Segment Start: Working data
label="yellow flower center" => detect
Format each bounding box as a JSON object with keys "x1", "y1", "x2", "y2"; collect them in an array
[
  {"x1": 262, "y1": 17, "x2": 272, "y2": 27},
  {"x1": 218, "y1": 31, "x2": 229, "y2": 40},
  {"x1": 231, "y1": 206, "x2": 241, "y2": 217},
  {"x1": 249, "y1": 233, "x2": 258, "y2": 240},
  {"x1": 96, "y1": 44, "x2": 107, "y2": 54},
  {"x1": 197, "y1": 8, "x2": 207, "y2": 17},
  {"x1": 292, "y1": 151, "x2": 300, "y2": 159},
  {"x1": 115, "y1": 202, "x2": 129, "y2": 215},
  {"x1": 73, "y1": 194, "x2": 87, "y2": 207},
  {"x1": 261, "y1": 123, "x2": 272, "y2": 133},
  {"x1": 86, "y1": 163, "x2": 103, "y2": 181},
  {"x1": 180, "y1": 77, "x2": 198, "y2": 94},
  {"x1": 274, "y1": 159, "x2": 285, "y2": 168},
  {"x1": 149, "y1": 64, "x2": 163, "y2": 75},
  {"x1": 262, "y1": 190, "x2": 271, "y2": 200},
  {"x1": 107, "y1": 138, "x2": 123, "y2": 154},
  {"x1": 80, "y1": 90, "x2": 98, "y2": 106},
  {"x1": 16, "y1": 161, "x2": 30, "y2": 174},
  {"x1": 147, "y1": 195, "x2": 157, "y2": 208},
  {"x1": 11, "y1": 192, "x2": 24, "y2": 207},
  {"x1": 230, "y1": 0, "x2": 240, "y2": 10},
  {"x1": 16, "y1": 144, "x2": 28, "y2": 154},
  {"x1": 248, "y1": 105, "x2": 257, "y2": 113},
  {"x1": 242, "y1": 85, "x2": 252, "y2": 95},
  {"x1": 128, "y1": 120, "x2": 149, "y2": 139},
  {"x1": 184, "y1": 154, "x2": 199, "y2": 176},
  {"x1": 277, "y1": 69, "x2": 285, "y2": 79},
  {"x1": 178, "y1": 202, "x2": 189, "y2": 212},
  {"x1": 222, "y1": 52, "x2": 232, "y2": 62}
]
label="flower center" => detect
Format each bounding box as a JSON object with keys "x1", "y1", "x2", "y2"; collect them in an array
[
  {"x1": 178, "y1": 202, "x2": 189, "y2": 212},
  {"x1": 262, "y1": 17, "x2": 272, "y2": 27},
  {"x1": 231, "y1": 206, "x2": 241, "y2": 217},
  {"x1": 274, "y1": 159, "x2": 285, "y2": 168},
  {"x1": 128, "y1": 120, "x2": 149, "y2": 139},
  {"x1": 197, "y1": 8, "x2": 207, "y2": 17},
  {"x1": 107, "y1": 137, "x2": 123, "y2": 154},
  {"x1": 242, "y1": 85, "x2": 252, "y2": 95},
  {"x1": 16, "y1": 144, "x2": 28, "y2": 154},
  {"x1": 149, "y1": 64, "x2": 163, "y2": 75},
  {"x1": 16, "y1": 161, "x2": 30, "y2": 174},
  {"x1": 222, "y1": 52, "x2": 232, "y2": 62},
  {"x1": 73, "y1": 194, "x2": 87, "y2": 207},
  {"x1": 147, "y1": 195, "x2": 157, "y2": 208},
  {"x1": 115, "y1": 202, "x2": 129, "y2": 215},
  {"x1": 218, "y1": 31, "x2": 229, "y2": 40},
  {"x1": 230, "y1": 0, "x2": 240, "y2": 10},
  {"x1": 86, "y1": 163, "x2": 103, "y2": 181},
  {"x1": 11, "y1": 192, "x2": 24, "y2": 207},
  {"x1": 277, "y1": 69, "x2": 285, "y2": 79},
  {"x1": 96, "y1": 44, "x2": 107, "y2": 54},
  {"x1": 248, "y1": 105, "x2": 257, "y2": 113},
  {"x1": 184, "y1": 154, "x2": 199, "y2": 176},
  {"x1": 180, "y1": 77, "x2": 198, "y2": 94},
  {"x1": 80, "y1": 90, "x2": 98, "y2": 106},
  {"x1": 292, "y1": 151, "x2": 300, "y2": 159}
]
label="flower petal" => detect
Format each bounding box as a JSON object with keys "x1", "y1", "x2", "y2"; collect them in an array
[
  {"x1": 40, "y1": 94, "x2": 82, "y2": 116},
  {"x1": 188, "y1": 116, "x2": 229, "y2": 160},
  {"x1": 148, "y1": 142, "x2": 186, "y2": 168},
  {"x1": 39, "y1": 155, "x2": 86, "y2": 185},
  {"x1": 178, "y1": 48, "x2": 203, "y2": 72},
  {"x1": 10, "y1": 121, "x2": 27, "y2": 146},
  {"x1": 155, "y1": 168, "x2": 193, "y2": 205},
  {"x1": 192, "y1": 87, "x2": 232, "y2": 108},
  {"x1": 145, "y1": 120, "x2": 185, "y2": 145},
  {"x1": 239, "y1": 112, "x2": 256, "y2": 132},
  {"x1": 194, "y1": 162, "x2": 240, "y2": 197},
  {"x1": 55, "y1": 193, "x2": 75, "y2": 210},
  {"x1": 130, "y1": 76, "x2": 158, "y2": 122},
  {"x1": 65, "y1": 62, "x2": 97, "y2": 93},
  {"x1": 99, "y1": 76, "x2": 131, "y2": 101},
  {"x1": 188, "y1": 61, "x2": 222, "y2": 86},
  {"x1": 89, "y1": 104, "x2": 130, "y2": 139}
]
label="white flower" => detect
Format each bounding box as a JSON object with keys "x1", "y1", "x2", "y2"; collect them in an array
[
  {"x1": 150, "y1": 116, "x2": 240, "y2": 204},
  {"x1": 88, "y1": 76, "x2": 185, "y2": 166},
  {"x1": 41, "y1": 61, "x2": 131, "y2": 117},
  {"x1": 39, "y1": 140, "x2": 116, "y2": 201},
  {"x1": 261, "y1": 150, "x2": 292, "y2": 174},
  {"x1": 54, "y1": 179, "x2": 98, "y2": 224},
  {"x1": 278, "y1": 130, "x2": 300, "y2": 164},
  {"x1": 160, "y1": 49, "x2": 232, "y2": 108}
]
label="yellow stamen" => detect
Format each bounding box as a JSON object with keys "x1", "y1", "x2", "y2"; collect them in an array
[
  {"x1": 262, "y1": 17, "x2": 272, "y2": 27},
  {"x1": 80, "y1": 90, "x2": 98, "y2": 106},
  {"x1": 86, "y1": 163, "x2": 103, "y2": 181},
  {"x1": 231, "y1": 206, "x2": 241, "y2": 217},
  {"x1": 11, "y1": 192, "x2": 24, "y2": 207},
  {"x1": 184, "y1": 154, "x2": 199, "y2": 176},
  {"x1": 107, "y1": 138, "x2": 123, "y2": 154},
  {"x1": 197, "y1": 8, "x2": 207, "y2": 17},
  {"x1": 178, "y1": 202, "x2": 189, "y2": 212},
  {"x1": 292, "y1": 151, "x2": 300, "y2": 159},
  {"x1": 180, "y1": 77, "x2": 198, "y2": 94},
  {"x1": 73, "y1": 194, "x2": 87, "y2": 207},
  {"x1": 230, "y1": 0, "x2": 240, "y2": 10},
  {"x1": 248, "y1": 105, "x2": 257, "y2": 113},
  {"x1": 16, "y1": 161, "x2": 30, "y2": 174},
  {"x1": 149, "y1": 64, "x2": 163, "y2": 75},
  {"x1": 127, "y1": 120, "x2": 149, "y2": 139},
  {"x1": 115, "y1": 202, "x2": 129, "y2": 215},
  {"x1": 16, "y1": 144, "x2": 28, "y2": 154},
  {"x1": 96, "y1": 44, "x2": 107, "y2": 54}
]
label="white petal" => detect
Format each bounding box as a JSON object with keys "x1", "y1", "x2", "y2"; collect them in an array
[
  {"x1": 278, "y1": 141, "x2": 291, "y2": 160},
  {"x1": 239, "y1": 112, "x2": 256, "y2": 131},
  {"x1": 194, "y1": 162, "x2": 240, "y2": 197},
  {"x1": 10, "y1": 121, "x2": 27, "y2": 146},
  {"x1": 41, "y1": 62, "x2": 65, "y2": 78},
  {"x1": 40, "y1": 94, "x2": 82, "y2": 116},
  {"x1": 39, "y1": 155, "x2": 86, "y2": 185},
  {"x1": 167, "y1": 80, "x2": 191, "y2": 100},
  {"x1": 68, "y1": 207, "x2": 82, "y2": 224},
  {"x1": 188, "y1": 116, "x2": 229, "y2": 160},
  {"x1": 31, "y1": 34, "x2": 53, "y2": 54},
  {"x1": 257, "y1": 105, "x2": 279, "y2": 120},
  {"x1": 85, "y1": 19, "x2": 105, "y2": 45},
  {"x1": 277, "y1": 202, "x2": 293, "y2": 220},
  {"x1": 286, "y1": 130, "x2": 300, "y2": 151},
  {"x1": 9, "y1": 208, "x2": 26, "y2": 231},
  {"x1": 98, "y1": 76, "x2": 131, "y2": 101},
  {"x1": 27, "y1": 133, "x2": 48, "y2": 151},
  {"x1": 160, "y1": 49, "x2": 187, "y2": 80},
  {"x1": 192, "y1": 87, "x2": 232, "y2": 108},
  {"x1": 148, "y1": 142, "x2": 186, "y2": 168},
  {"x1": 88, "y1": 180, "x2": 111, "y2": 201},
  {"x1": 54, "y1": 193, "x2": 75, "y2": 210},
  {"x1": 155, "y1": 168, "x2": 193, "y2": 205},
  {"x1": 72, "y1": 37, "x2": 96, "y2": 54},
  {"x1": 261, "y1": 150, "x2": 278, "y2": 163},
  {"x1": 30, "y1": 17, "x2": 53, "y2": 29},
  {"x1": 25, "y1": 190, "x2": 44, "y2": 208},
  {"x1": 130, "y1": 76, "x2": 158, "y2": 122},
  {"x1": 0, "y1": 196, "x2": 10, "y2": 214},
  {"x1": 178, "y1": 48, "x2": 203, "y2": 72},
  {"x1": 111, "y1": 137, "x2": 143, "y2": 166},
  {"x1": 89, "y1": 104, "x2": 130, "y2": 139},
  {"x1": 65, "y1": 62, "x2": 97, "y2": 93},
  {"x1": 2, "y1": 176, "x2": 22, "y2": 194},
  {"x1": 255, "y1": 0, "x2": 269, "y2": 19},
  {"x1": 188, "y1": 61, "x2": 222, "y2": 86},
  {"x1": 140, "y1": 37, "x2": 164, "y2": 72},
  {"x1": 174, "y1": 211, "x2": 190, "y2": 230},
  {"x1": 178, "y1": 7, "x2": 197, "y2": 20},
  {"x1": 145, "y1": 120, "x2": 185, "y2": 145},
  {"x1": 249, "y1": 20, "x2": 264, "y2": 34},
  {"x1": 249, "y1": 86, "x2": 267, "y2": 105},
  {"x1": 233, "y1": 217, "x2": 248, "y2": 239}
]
Segment End: Working data
- [What you will do]:
Looking at the records above, work out how many lines hold "detect" and write only that number.

- [Task output]:
6